→ Directions for this task
Find each line below containing the word "blurred" and copy it.

··· Records shown ···

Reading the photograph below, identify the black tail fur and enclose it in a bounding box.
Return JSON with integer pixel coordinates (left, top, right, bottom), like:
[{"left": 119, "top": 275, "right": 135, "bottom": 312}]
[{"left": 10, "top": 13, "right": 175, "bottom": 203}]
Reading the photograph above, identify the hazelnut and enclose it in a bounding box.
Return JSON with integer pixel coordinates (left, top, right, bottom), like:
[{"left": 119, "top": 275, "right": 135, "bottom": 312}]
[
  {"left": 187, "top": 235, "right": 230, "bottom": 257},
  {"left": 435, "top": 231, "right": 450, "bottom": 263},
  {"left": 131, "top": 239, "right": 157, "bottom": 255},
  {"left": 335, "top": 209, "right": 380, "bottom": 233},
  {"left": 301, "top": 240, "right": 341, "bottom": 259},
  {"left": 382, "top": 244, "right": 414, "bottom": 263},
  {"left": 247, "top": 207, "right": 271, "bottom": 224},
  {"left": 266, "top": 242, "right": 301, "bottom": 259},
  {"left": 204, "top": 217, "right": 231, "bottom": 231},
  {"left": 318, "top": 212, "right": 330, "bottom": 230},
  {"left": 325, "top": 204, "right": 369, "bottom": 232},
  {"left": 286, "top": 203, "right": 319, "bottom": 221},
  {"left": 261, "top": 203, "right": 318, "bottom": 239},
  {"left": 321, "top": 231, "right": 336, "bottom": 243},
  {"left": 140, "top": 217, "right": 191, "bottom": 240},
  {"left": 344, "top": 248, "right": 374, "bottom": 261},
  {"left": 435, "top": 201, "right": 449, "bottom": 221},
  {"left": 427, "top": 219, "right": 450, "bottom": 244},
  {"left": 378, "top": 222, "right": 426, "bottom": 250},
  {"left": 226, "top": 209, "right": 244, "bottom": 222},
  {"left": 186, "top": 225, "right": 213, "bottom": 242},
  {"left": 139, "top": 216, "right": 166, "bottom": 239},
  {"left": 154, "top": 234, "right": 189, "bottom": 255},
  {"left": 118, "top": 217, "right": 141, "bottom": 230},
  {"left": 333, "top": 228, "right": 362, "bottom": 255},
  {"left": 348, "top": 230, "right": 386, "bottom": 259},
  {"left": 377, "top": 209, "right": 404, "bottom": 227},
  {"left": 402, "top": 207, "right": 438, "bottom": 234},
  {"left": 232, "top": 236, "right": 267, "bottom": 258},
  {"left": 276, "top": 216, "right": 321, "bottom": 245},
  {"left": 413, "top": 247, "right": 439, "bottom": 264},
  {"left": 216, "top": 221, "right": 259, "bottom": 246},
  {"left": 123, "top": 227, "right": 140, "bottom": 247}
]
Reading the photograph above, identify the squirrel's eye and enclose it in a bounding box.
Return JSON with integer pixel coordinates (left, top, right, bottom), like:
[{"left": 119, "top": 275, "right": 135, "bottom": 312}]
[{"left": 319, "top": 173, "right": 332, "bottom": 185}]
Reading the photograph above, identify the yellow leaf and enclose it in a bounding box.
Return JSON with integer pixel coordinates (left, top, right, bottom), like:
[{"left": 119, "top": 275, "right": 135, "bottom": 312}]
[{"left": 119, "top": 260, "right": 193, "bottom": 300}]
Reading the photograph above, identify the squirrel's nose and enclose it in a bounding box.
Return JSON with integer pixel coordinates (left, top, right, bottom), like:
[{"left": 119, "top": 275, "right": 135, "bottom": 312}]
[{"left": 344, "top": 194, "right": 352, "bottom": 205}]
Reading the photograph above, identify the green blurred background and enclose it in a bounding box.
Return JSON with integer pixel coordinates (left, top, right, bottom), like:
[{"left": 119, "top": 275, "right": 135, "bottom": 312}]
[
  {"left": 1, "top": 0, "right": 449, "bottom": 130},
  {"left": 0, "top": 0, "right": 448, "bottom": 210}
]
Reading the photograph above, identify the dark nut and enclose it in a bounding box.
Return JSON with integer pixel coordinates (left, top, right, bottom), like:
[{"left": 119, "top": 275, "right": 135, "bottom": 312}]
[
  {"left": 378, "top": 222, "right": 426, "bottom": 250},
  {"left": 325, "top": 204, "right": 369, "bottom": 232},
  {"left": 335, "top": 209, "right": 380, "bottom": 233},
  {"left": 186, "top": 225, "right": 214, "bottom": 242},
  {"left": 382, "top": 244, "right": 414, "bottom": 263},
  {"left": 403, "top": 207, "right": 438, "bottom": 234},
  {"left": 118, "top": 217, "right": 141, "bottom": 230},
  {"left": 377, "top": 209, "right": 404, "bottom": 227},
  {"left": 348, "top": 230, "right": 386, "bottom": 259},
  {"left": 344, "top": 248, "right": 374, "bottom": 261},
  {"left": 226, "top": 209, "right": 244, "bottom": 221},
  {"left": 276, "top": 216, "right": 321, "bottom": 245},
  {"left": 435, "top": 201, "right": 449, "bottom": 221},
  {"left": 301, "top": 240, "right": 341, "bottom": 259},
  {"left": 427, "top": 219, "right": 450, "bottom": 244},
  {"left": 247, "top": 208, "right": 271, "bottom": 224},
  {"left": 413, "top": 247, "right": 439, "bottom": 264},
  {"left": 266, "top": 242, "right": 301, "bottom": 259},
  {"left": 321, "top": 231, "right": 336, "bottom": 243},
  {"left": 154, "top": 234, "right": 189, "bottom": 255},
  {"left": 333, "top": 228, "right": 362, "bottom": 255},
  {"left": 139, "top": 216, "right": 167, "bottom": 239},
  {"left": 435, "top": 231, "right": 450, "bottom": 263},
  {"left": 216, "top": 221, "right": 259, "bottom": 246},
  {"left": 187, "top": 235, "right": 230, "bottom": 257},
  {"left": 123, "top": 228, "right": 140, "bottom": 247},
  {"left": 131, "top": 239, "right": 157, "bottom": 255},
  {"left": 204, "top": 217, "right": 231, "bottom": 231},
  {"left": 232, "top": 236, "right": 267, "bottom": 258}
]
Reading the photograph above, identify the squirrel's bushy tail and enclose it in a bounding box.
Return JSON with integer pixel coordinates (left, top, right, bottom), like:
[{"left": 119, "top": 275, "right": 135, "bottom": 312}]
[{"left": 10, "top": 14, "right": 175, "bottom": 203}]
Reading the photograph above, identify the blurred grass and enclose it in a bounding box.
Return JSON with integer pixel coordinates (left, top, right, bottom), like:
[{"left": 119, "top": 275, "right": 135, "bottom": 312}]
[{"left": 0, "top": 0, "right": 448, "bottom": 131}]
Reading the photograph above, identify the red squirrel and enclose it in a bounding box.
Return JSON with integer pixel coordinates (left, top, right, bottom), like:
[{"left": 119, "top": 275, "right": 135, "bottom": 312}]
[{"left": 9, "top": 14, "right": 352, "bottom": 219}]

···

→ Worked solution
Reading the photograph above, identify the green blurred background and enclose it in a bounding box.
Reading the photograph above, identify the blurred grass and enclose it in a bounding box.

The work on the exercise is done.